Excerpt:
——————————

The left supports Ukraine not least because Ukraine is the military underdog, but also because Russia is a champion of traditionalist nationalism in Europe. In the process of opposing Russia, the left has abandoned its previous preferences for multilateralism, diplomacy, and the once-universal recognition that wars with nuclear risks are not worth the risk to humanity. 

Wishful thinking about the war has only enhanced the left’s enthusiasm. At first, American and Ukrainian propaganda mocked Russia’s fighting capability and threw in tall tales for good measure, such as the myth of the “Ghost of Kiev.” The left thought it would be easy and Russia would be quickly beaten, if not by sanctions, then by the Ukrainians’ martial prowess and NATO arms.  

Conditioned by CNN footage, Americans expect war to look a certain way, with fast results secured by planes, precision, speed, and “shock and awe.” After the ignominious departure from the 20-year slog in Afghanistan, this new war would be an exemplary one, where the good guys win, vindicating American virtue and arms. The Ukraine war is supposed to be like the Gulf War for liberals.

Reality has been stubbornly resistant to that analog. Initially, Russia took a lot of territory and then fought a long urban campaign in Mariupol. Since then, there have been some significant reversals, including the withdrawal of Russian forces around Kiev and then, more recently, from the Kharkiv oblast. Many have also been predicting that any day now the Russians would get beaten badly in Kherson in the south. Yet the fighting goes on.

Rather than a “shock and awe” war involving high tech and airpower, this conflict has been slow and plodding. It is a war of attrition made even slower by low numbers of troops from both sides straddling a very long battlefront. Fifty-year-old artillery pieces are using high-tech drones to acquire targets. Soldiers fight, bunker by bunker, to gain a few hundred yards. 

Information on day-to-day events is hard to come by and often confusing. While lots of raw footage and commentary are available from Russian and Ukrainian Telegram channels, reports of alleged Ukrainian blitzkriegs usually have not translated to gains on the map, and casualty figures from both sides are either nonexistent or appear massaged.

——————————

Provided data:
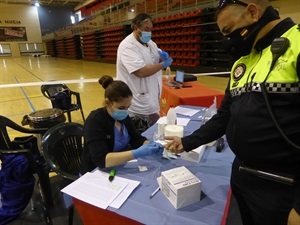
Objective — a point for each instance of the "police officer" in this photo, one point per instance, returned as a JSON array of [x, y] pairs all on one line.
[[260, 113]]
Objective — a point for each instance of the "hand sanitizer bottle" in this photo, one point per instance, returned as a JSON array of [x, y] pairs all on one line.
[[171, 117], [168, 74]]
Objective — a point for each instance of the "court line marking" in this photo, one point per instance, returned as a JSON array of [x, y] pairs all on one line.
[[49, 82], [26, 96]]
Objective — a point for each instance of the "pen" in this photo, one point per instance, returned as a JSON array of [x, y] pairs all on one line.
[[154, 192], [112, 174]]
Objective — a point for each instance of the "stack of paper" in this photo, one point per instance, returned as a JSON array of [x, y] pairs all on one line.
[[95, 189]]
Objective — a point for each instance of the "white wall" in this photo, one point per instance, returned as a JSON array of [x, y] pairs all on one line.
[[28, 17]]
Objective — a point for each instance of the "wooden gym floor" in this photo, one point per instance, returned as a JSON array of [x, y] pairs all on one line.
[[21, 78], [20, 94]]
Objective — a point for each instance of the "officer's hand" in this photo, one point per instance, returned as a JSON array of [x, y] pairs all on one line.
[[147, 149], [174, 145], [167, 62], [163, 55]]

——————————

Your objective: Pick up the Ukraine war essay after its last sentence and continue writing it. The lines above are separate material and have no connection to the Ukraine war essay.

Exercise result:
At the moment, 300,000 Russian reserves are on their way to the front. Plus, Russia has recently appointed a new commander, Sergei Surovikin, who has begun significant and sustained assaults on Ukrainian dual-use infrastructure, like power plants, using swarms of kamikaze drones. Ukrainians in the rear were spared from most of the war’s effects until recently. Now there are widespread power outages and shortages throughout the country. The pain is also spread over Europe in the form of reduced natural gas supplies, made worse by sabotage—by an unknown party—of the Nordstream pipelines in the Baltic Sea. 

Putin clearly considers this an existential fight with all of NATO. He is not alone. Chairman of the Joint Chiefs Mark Milley recently said that “if Ukraine falls, the current world order will collapse.” But this is the kind of war where any victory for NATO and Ukraine may be a Pyrrhic one. 

The Russian leadership has explicitly said nuclear weapons could be used, particularly to defend Russian territory. Following the annexation of the separatist regions conquered by Russian forces, any encroachment on what Russia deems its territory could trigger a nuclear response. How the U.S. and NATO would respond to such an act is dangerously unclear. In other words, if Ukraine somehow wins by achieving its maximalist goals for the recovery of lost territory, we could all lose. 

Though the U.S. and NATO seem ready to urge Ukrainian resistance down to the last man, most wars are not resolved in such extreme terms but rather with mundane exchanges of territory, commitments to neutrality, and the like. War and negotiation are two sides of the same coin. That understanding, that type of diplomacy, has been forgotten in the age of idealism. 

Barack Obama unwittingly stumbled upon some foreign-policy successes because, being an America-hating leftist, he was also skeptical of the American empire. But now that that empire has become explicitly leftist—committed to gay rights, feminism, abortion, and “democracy”—the left has become bloodthirsty cheerleaders for wars fought in the name of leftist principles, including the Ukraine War. 

It would help the U.S. and the world if the Democrats returned to their roots. But, as we see with the abandonment of their once stalwart commitment to free speech, their claimed moral principles, when they were out of power, were mostly just a pose.